Brief: Every line from the one containing "Annotation task: mark the tree" to the end of the records below, written out word for word, is the whole answer.

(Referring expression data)
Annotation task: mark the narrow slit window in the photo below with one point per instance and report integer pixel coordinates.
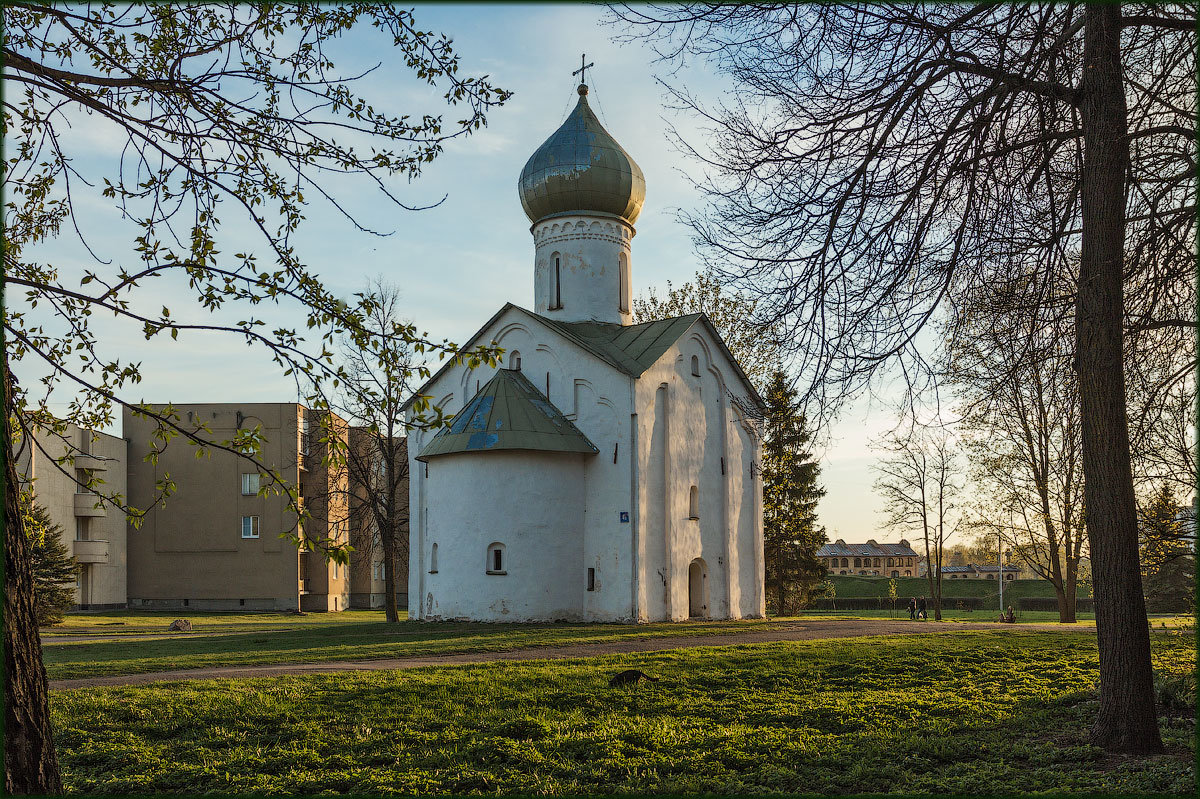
(496, 560)
(623, 288)
(558, 283)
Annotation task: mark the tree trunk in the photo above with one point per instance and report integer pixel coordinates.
(389, 574)
(29, 761)
(1127, 721)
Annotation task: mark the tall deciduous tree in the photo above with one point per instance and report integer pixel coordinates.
(919, 482)
(1009, 359)
(371, 396)
(790, 497)
(876, 160)
(211, 110)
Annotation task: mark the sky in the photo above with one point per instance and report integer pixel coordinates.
(456, 264)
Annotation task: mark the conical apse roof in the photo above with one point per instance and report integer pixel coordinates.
(581, 168)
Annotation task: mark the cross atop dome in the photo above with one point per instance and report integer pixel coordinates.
(582, 73)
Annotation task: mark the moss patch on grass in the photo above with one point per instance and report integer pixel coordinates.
(961, 713)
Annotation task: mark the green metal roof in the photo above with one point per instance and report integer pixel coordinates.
(508, 414)
(630, 349)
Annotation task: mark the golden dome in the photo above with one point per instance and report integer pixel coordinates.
(581, 168)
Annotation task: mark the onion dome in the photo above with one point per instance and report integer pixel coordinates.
(581, 168)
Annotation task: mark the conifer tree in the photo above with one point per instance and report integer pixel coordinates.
(54, 569)
(1168, 553)
(790, 496)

Exercise solution:
Annotation task: mark the tree trunk in the photo above with one point per instance and report integer pixel coordinates.
(389, 574)
(29, 761)
(1127, 721)
Annotation task: mark the tall deciduous tree in the photo above with one point per instance and report integer pixel coordinates.
(919, 482)
(1009, 359)
(371, 396)
(790, 497)
(876, 160)
(211, 110)
Annotation task: mark the sky in the photo above with one point per instance and report integer pixel coordinates.
(456, 264)
Annotation task: mark the conical apse roof in the photo above with one point per instance and report integer pixel coordinates.
(581, 168)
Annotation task: mark the cross atop dome in the photo above with one point per instance and report integer pixel coordinates.
(582, 73)
Annotation task: mark the moss patch on grass in the photo above with one point per instance and report integer pixel coordinates.
(961, 713)
Annotation task: mark the green metal roof in the photo above with one point per instance and report integer pixel coordinates.
(508, 414)
(630, 349)
Annotation task: mark the golden dome in the photo above with one point per instance and report integer pixel coordinates.
(581, 168)
Annotation task: mark the onion dome in the photo above with one point per instance and report integer pixel coordinates.
(581, 168)
Annotation task: mark the conifer tree in the photo above with one point per instance and report integer pixel coordinates.
(54, 569)
(1168, 553)
(790, 496)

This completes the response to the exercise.